**Exercise objective**. From the data, copy out every line in which the word "disc" appears.

Items from a dataset
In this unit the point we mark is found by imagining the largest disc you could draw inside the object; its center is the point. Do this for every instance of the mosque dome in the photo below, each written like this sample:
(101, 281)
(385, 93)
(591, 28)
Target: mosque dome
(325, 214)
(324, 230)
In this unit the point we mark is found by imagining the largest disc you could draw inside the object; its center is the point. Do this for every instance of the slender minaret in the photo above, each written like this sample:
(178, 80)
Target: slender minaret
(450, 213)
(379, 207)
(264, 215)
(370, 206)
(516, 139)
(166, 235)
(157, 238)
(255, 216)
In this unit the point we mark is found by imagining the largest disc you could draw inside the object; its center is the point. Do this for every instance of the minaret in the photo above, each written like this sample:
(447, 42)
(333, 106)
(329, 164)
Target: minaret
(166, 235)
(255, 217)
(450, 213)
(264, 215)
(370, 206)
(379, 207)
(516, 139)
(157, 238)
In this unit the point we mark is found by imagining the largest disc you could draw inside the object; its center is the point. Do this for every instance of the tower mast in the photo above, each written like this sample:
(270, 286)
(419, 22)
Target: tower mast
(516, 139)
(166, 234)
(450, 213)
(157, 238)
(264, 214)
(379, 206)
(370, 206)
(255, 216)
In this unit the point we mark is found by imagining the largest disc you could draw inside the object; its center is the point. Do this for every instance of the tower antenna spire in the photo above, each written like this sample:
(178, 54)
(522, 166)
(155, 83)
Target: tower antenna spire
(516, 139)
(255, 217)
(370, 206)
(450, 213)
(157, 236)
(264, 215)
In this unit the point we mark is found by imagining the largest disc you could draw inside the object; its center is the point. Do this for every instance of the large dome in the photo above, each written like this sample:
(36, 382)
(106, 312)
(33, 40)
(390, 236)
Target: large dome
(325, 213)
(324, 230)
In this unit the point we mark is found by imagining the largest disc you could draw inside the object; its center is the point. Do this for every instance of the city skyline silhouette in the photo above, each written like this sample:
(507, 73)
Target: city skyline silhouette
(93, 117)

**Reply**.
In this unit the point we mark is found by imagining the largest disc you could draw inside the object; its center is the point. Do this for every instance of the mosque dome in the photo below, each written like this sample:
In this unit the point we mark is found by imagining the largest disc you could draw inside the object; its center is the point. Do this for every instance of the slender minaret in the photo above, each written like this sample:
In this unit the point we mark is found by imagining the largest disc you could draw inside the object; its center is the point. Do this for every instance of the minaret in the photo above, each written like this sample:
In this unit the point we mark is found by imagining the largest disc you could draw inside the object; its center is the point. Do this for every instance of the tower mast in the photo above, each written like this sample:
In this unit the point we mark is found by imagining the largest disc you could draw inside the object; its center is the point. Do this for every instance of the tower antenna spire in the photo above, each written like this sample:
In this unit the point we mark is found by imagining the largest disc you could draw inside the object; its center is the point. Do this for every instance of the large dome in the photo above, each written like this sample:
In this unit the point we mark is found by imagining the largest disc you could draw inside the object; its center is the point. Do this for every instance of the city skyline silhouette in the photo above, each written like this sample:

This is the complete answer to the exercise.